● Text excerpt:
-.-.-
According to the principle of causality, for every cause there is a consequence, an effect. The same is true for climate change. Based on this principle of causality, many scientists consider that the various human activities lead to effects on our physical environment and more or less significant changes in climatic characteristics.
Let us be clear: this does not mean that human activities are causing climate change. However, it is equally impossible, and to some extent dangerous, to claim, as some “climate sceptics” still do, that these same human activities have no impact.
Is it reasonable to think that releasing millions of tonnes of carbon dioxide (CO2), methane (CH4), sulphur (S), chemicals and other greenhouse gases into the atmosphere every day has no effect on the climate?
For a long time it was believed that the Earth not only had the unlimited capacity to satisfy all the needs of human beings, but also to regulate everything, to regenerate itself. Until the middle of the 18th century, almost all the materials used, as well as living habits, production and transport patterns had a relatively small or even non-existent impact on the climate “machine”.
The industrial revolution will mark an important milestone in the history of our climate. It will not happen overnight but at the pace of scientific, technical and technological advances that will gradually transform the world.
But for this quest for ever faster, ever further, ever stronger, it takes a lot of energy, ever more energy. Wood gave way to coal to power industrial blast furnaces for more than a century and a half.
-.-.-
● Exercise objective: Reproduce the climate change text word for word, everything from "According to the" down to "have no impact.". The records that come next are from a different source than the climate change text.
-.-.-
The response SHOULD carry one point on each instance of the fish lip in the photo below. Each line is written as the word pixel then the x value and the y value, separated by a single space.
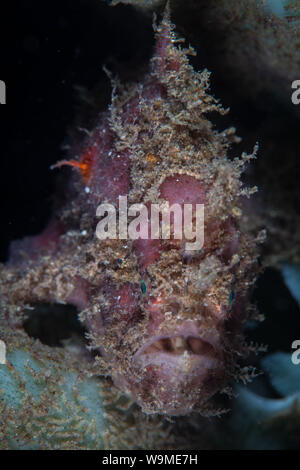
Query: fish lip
pixel 166 355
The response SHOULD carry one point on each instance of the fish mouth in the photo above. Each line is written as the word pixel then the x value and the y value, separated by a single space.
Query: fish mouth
pixel 170 350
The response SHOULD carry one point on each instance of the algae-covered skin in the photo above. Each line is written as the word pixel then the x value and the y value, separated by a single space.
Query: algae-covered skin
pixel 167 321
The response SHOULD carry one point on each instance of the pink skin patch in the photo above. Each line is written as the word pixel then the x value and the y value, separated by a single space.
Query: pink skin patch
pixel 46 242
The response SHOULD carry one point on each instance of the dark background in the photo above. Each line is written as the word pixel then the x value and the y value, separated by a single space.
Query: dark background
pixel 48 50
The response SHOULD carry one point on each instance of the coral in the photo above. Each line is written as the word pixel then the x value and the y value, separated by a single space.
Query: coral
pixel 165 322
pixel 50 398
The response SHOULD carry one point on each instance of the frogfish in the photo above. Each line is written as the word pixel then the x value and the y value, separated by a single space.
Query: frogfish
pixel 164 321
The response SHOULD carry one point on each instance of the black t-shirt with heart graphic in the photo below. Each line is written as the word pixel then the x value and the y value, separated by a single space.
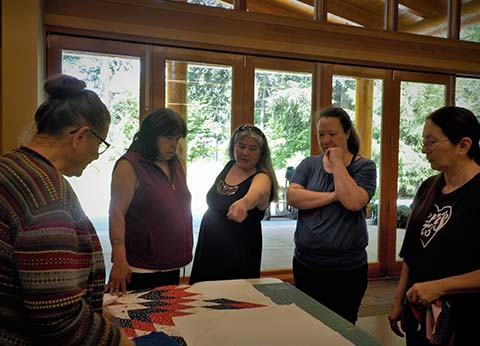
-.-.-
● Response to this exercise:
According to the principle of causality, for every cause there is a consequence, an effect. The same is true for climate change. Based on this principle of causality, many scientists consider that the various human activities lead to effects on our physical environment and more or less significant changes in climatic characteristics.
Let us be clear: this does not mean that human activities are causing climate change. However, it is equally impossible, and to some extent dangerous, to claim, as some “climate sceptics” still do, that these same human activities have no impact.